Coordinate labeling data
····················
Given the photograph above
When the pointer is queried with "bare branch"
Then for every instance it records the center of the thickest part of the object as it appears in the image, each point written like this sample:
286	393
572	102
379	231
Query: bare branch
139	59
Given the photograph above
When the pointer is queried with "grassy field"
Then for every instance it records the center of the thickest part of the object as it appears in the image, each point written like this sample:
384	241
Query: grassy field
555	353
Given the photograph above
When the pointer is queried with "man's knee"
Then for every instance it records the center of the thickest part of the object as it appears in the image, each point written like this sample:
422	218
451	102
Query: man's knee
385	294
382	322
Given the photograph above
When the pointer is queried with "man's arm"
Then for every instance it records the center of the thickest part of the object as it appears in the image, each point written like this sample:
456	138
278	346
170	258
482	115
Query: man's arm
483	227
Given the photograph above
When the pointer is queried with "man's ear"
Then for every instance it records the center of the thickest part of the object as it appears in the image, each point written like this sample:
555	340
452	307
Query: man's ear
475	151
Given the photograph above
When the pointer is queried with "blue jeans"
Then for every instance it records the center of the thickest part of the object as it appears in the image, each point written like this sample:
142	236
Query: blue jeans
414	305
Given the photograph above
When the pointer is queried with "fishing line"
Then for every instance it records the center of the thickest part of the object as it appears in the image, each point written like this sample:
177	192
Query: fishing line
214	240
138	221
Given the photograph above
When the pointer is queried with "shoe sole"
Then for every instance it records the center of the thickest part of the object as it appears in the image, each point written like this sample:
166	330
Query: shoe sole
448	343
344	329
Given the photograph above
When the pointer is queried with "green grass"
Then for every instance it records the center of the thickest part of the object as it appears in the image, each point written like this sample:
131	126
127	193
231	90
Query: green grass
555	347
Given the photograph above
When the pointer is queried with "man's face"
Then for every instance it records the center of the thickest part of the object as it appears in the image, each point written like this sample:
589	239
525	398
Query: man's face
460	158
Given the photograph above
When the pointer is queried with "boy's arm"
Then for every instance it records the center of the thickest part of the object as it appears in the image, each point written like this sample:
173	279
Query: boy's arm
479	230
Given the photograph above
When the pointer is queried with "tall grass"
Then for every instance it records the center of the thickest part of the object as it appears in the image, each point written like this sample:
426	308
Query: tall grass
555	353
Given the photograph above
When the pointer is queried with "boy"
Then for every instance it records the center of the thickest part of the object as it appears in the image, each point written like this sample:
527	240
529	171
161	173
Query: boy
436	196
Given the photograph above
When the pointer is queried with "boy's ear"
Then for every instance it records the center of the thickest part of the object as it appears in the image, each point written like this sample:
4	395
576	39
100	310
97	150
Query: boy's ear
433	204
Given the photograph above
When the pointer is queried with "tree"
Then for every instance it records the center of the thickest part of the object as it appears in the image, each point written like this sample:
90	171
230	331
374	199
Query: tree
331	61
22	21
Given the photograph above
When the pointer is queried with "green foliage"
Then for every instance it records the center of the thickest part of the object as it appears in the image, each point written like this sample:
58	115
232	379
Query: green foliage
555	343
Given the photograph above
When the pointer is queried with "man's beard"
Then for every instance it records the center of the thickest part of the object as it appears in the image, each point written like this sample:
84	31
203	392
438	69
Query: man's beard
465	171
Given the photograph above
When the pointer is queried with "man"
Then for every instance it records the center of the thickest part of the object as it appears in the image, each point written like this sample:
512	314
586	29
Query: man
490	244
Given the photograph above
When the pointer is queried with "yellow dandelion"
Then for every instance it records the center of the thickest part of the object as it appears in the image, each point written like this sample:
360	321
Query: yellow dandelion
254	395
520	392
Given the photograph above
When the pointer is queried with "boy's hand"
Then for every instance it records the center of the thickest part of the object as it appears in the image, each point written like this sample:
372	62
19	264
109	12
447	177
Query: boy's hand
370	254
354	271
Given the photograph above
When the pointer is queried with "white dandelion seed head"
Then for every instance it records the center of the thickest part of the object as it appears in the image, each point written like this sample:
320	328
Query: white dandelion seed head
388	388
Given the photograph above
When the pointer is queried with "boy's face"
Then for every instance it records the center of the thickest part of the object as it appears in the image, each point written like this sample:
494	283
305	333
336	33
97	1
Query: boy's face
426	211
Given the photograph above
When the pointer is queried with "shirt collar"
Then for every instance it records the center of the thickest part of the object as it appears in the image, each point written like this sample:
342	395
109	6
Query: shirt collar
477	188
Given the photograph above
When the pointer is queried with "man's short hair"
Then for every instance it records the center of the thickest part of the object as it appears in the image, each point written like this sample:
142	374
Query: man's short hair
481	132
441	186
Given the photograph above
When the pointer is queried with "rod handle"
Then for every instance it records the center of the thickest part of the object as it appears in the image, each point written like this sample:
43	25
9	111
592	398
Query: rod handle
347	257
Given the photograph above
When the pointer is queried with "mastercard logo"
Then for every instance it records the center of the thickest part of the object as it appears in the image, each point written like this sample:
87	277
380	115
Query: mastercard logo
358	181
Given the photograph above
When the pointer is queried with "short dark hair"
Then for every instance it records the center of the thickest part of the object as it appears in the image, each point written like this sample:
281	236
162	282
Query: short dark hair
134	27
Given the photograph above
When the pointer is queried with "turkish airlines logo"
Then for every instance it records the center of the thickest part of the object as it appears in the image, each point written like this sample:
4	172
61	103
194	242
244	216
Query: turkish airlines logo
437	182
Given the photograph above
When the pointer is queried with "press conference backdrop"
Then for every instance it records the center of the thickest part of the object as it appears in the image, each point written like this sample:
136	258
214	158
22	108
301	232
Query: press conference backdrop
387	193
····················
» **Given request**
Retype each record exactly, leaving nothing out.

» **Correct response**
Given the photograph above
When the pointer is queried with "bare branch"
Then for every instance it records the center of the thickest part of the object as it appears in the image, each point written like this sample:
286	393
572	102
379	231
Query: bare branch
139	59
Given the photograph above
When the pointer is queried with "grassy field"
Then for every instance it records the center of the thickest part of the object as it appears in the image, each point written like this sample:
384	241
Query: grassy field
555	353
Given the photograph above
When the pointer is queried with "man's knee"
Then for every instance it records the center of the thickest part of the object as it appears in the image, each point written like this sample:
422	218
451	102
Query: man's knee
385	294
382	322
Given the photograph above
When the pointer is queried with "man's arm"
Then for every instance it records the center of the thickest part of the object as it appears in the image, each point written like this sample:
456	138
278	346
170	258
482	115
Query: man's arm
483	227
Given the photograph above
When the pointer is queried with "man's ear"
Then for every instance it records the center of the thickest part of the object as it appears in the image, each point written like this sample:
555	340
452	307
Query: man's ear
475	151
Given the photograph above
When the pointer is queried with "blue jeans"
Then for every instance it records the center of the thickest part of the object as it appears in the image, each point written like this sample:
142	236
Query: blue jeans
414	305
Given the photograph above
When the pointer is queried with "fishing line"
Then for every instance it records the center of the thickest part of the object as it appears in the image, each point written like this sample:
177	192
Query: fishing line
214	240
138	221
Given the photograph above
When the pointer is queried with "shoe sole"
Then for every instance it records the center of the thickest part of the object as it appears in the image, each point written like this sample:
166	330
Query: shoe sole
448	343
344	329
Given the photograph above
When the pointer is queried with "green grass"
Then for every instance it records the center of the thickest part of the object as it appears in the image, each point written like this sample:
131	126
127	193
231	90
Query: green grass
555	347
Given the photograph above
When the pointer is queried with "man's face"
Then for every instance it records the center of the thickest part of the object as it appears in the image, each point written like this sample:
589	239
525	398
Query: man's face
460	158
Given the photograph above
When the pointer is queried with "boy's arm"
Then for every instance it records the center of the thickest part of the object as it appears in the image, each point written like this sample:
173	279
Query: boy's arm
479	230
Given the photograph above
When the pointer is queried with "tall grass"
Then for every instance it records the center of the thickest part of the object as it appears in the image, each point written like this sample:
426	308
Query: tall grass
555	353
Given the photograph above
When the pointer is queried with "boy"
Then for every instance it records the center of the thickest part of the object as it appears in the image, each point written like this sample:
527	240
529	171
161	173
Query: boy
436	196
Given the photograph above
When the pointer is queried with "boy's ear"
Then for every instance it records the center of the thickest part of the object as it appears in the image, each point written like this sample:
4	395
576	39
100	310
97	150
Query: boy's ear
433	204
Given the photograph above
When the pointer is queried with "tree"
Then for every instance it records the center of the thickest part of the object as it appears in the image, each point written like this sample:
90	171
230	331
374	199
Query: tree
331	61
22	21
Given the photograph above
When the pointer is queried with "green foliage"
Then for every instance it records the center of the thickest part of the object as it appears in the image, each point written like this sample:
58	115
232	379
Query: green foliage
555	343
Given the photograph above
When the pointer is queried with "man's beard"
Then for every instance it records the center of the thickest part of the object as it appears in the image, each point written like this sample:
84	31
203	392
438	69
Query: man's beard
465	171
Given the photograph above
When the pointer is queried with "man"
Then for every instance it records the center of the thickest part of the object as it appears in the image, each point written like this sample:
512	314
586	29
Query: man
490	244
Given the photograph above
When the pointer is queried with "yellow dandelion"
Then for every instance it records the center of the thickest part of the object as it appears in the image, each point written like this sample:
360	321
Query: yellow dandelion
254	395
520	392
Given the photograph above
When the pointer is queried with "boy's hand"
Then for every instance it records the center of the thickest part of the object as it appears in the image, each point written like this sample:
372	62
19	264
109	12
447	177
Query: boy's hand
370	254
354	271
Given the photograph above
When the pointer is queried with "white dandelion seed head"
Then for every instance it records the center of the thickest part of the object as it appears in the image, each point written like this sample:
320	328
Query: white dandelion seed head
388	388
Given the photograph above
When the pointer is queried with "boy's face"
Then for every instance it records the center of the thickest part of the object as it appears in the image, each point written like this sample:
494	283
305	333
336	33
97	1
Query: boy's face
426	211
Given the photograph above
When the pointer is queried with "shirt collar"
Then for every instance it records the center of the thickest part of the object as it appears in the image, each point written like this sample:
342	395
109	6
Query: shirt collar
477	188
Given the photograph above
When the pointer is queried with "man's short hair"
Then for every instance it records the center of the thickest part of the object as it appears in the image, each point written like this sample:
142	374
Query: man's short hair
481	132
441	186
Given the photograph above
When the pointer is queried with "rod handle"
Then for every instance it records the center of the thickest part of the object as it appears in the image, each point written like this sample:
43	25
9	111
592	398
Query: rod handle
347	257
Given the photograph above
When the pointer is queried with "mastercard logo"
Then for every instance it records the center of the thickest part of the object as it appears in the image, each point written like this sample:
87	277
380	115
Query: mastercard logo
358	181
Given the photograph above
When the pointer is queried with "short dark hair"
Then for every instance it records the center of the thickest part of the object as it appears in the image, each point written like this sample:
281	236
162	282
Query: short dark hair
134	27
Given the photograph above
When the pointer is queried with "turkish airlines logo"
Then for every instance it records the center of the thickest part of the object as it appears in the image, each point written like this sample:
4	172
61	103
194	242
244	216
Query: turkish airlines logo
437	182
Given the photograph above
When the pointer is queried with "press conference backdrop"
Then for every instance it records the center of the thickest part of the object as it appears in the image, each point written like this sample:
136	258
214	158
22	108
301	232
Query: press conference backdrop
387	193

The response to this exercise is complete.